(Position identification records)
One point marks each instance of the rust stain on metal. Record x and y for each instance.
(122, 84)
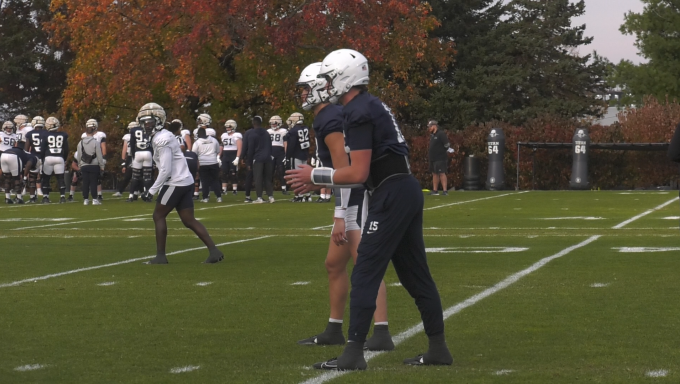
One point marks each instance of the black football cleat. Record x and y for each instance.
(215, 257)
(159, 259)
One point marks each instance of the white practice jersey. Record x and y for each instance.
(207, 150)
(172, 166)
(7, 141)
(228, 142)
(21, 134)
(99, 135)
(277, 136)
(126, 138)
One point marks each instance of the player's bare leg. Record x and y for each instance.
(189, 221)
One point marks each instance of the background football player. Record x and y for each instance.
(54, 150)
(230, 143)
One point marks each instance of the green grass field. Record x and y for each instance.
(538, 287)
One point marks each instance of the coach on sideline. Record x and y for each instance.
(437, 155)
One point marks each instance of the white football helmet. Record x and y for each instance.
(181, 125)
(20, 120)
(52, 124)
(92, 123)
(203, 120)
(343, 69)
(151, 117)
(309, 78)
(8, 127)
(230, 125)
(38, 122)
(275, 122)
(295, 119)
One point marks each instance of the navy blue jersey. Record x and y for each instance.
(139, 141)
(192, 161)
(259, 146)
(34, 140)
(54, 144)
(370, 124)
(298, 142)
(244, 144)
(24, 156)
(329, 120)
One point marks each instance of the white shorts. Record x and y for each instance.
(54, 165)
(351, 223)
(142, 159)
(11, 164)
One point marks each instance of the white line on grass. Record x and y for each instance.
(116, 218)
(472, 201)
(35, 279)
(188, 368)
(30, 367)
(643, 214)
(407, 334)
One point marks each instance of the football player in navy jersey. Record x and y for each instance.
(297, 148)
(394, 225)
(345, 236)
(54, 151)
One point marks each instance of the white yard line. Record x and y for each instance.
(34, 279)
(643, 214)
(115, 218)
(407, 334)
(474, 200)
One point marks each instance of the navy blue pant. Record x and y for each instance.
(393, 232)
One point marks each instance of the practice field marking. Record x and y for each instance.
(572, 218)
(474, 200)
(599, 285)
(119, 217)
(643, 214)
(646, 249)
(38, 219)
(407, 334)
(475, 250)
(35, 279)
(30, 367)
(657, 373)
(188, 368)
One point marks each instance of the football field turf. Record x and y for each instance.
(537, 287)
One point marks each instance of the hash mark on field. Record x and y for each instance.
(418, 328)
(30, 367)
(657, 373)
(35, 279)
(188, 368)
(503, 372)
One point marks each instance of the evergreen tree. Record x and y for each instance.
(656, 30)
(519, 63)
(32, 73)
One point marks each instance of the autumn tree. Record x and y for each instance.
(234, 58)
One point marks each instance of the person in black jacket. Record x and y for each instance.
(259, 158)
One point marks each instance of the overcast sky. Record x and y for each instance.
(603, 19)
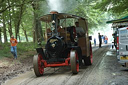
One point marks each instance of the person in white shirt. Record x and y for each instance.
(79, 30)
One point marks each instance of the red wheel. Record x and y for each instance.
(74, 61)
(38, 65)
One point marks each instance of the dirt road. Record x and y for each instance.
(104, 71)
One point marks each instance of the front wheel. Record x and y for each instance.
(74, 61)
(38, 65)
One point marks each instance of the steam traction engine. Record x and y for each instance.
(63, 47)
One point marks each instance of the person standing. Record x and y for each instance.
(79, 30)
(13, 42)
(100, 40)
(94, 41)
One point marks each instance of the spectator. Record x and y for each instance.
(13, 42)
(100, 40)
(94, 41)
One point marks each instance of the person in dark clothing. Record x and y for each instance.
(100, 40)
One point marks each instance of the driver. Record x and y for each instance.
(79, 30)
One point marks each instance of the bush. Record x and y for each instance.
(22, 47)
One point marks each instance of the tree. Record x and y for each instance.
(114, 7)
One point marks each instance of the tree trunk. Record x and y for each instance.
(19, 20)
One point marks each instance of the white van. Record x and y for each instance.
(122, 46)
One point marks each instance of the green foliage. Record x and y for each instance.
(115, 7)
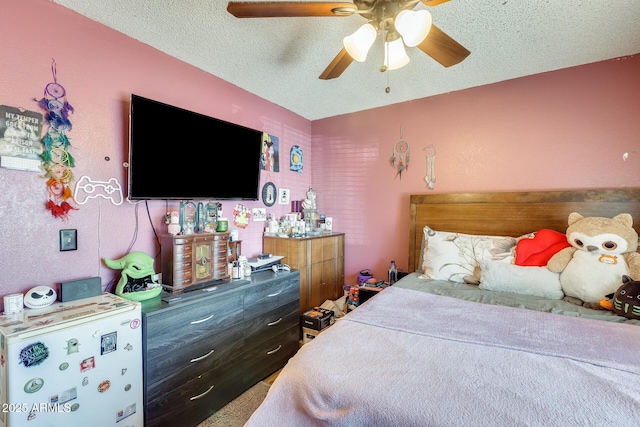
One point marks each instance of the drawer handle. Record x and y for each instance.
(275, 350)
(275, 323)
(202, 394)
(195, 322)
(197, 359)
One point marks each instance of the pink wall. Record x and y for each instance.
(100, 68)
(562, 130)
(567, 129)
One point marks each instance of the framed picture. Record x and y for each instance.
(269, 194)
(283, 196)
(259, 214)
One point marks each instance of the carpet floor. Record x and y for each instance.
(237, 412)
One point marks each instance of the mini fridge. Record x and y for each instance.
(77, 363)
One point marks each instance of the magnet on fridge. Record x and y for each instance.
(33, 385)
(87, 364)
(104, 386)
(73, 346)
(108, 343)
(34, 354)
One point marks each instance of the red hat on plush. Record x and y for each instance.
(538, 250)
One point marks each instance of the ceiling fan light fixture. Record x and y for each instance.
(413, 26)
(359, 43)
(394, 55)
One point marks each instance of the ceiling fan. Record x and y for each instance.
(395, 19)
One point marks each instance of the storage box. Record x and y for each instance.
(308, 335)
(317, 318)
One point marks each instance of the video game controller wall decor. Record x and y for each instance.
(87, 189)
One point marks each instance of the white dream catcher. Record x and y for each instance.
(401, 154)
(430, 178)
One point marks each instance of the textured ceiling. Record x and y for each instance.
(280, 59)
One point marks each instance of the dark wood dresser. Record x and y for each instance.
(210, 345)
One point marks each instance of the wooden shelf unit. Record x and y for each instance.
(320, 260)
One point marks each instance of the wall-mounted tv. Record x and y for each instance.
(176, 154)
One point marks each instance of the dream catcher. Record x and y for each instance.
(401, 154)
(430, 177)
(57, 161)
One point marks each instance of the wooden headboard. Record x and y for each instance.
(512, 214)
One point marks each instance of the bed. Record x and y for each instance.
(433, 352)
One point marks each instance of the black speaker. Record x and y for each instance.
(82, 288)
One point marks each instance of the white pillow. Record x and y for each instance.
(529, 280)
(457, 257)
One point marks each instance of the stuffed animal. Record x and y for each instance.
(602, 251)
(626, 301)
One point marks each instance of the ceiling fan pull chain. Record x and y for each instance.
(430, 178)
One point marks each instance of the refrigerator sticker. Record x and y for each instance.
(87, 364)
(33, 354)
(73, 346)
(104, 386)
(129, 410)
(33, 385)
(108, 343)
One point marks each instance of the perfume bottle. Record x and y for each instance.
(393, 273)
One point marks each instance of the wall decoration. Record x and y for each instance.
(241, 216)
(401, 154)
(270, 160)
(430, 178)
(283, 196)
(20, 145)
(296, 159)
(86, 189)
(269, 194)
(57, 161)
(259, 214)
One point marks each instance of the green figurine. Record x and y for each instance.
(136, 281)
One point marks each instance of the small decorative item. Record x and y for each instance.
(401, 155)
(310, 201)
(40, 297)
(269, 194)
(174, 224)
(283, 196)
(241, 216)
(136, 281)
(296, 159)
(56, 159)
(430, 178)
(270, 153)
(259, 214)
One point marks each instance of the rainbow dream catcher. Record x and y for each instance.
(56, 159)
(401, 154)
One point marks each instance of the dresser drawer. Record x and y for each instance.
(269, 356)
(189, 321)
(263, 327)
(171, 368)
(273, 294)
(196, 399)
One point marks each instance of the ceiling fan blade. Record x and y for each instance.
(337, 66)
(433, 2)
(287, 9)
(443, 48)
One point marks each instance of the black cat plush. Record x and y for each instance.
(626, 300)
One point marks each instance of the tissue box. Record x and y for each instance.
(317, 319)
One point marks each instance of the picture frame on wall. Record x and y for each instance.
(283, 196)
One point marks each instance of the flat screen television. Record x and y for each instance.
(176, 154)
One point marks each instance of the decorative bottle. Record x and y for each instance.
(393, 273)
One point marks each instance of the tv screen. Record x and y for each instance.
(176, 154)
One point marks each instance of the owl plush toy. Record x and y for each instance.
(602, 251)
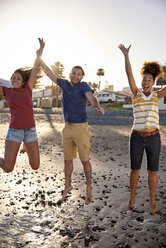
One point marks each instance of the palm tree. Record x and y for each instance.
(100, 73)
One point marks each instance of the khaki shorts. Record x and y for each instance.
(76, 136)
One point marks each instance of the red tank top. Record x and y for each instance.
(21, 107)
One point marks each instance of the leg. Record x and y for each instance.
(134, 176)
(68, 169)
(136, 154)
(11, 151)
(152, 181)
(88, 174)
(23, 149)
(32, 150)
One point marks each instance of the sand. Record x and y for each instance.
(30, 216)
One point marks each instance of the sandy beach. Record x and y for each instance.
(30, 216)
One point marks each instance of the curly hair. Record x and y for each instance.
(79, 67)
(151, 67)
(25, 73)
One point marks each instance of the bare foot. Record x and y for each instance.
(131, 204)
(88, 195)
(65, 192)
(152, 208)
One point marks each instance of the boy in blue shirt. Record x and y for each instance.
(75, 134)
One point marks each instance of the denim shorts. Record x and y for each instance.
(76, 137)
(18, 135)
(151, 145)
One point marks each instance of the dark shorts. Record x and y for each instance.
(151, 145)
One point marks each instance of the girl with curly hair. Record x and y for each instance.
(18, 96)
(145, 134)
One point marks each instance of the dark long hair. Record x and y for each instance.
(151, 67)
(26, 72)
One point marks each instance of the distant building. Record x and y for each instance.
(106, 96)
(108, 87)
(127, 90)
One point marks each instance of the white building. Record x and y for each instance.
(106, 96)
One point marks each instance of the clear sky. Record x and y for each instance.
(83, 32)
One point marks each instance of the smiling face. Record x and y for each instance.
(76, 75)
(17, 80)
(147, 83)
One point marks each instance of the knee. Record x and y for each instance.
(135, 172)
(35, 166)
(8, 169)
(152, 173)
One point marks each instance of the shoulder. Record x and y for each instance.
(138, 94)
(62, 82)
(85, 87)
(27, 87)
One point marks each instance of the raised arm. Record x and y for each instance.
(129, 73)
(94, 102)
(48, 72)
(5, 83)
(34, 72)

#### OBJECTIVE
Take the lines above from the one holding "One point marks each instance of the dark long" to the last and output them exactly.

#### REPLY TO THE TASK
One point marks each instance of the dark long hair. Record x and y for each instance.
(151, 67)
(26, 72)
One point marks each instance of the distant building. Record x and y for each instance.
(106, 96)
(108, 87)
(127, 90)
One point marks each instance of the white building. Record x and y for each instance.
(106, 96)
One point marks each instance of the clear sky. Record x and y for each instance.
(83, 32)
One point marks each instance of the smiling face. Record x and y for each instance.
(76, 75)
(17, 80)
(147, 83)
One point marks each instance of the knee. Record x and y for each instance.
(135, 172)
(35, 166)
(8, 169)
(152, 173)
One point marks each instance of the shoulder. Record x and y for each instance.
(138, 94)
(62, 82)
(85, 87)
(27, 87)
One point marks each instance of the raised arm. Record x and y for each instance.
(129, 73)
(94, 102)
(48, 72)
(5, 83)
(34, 72)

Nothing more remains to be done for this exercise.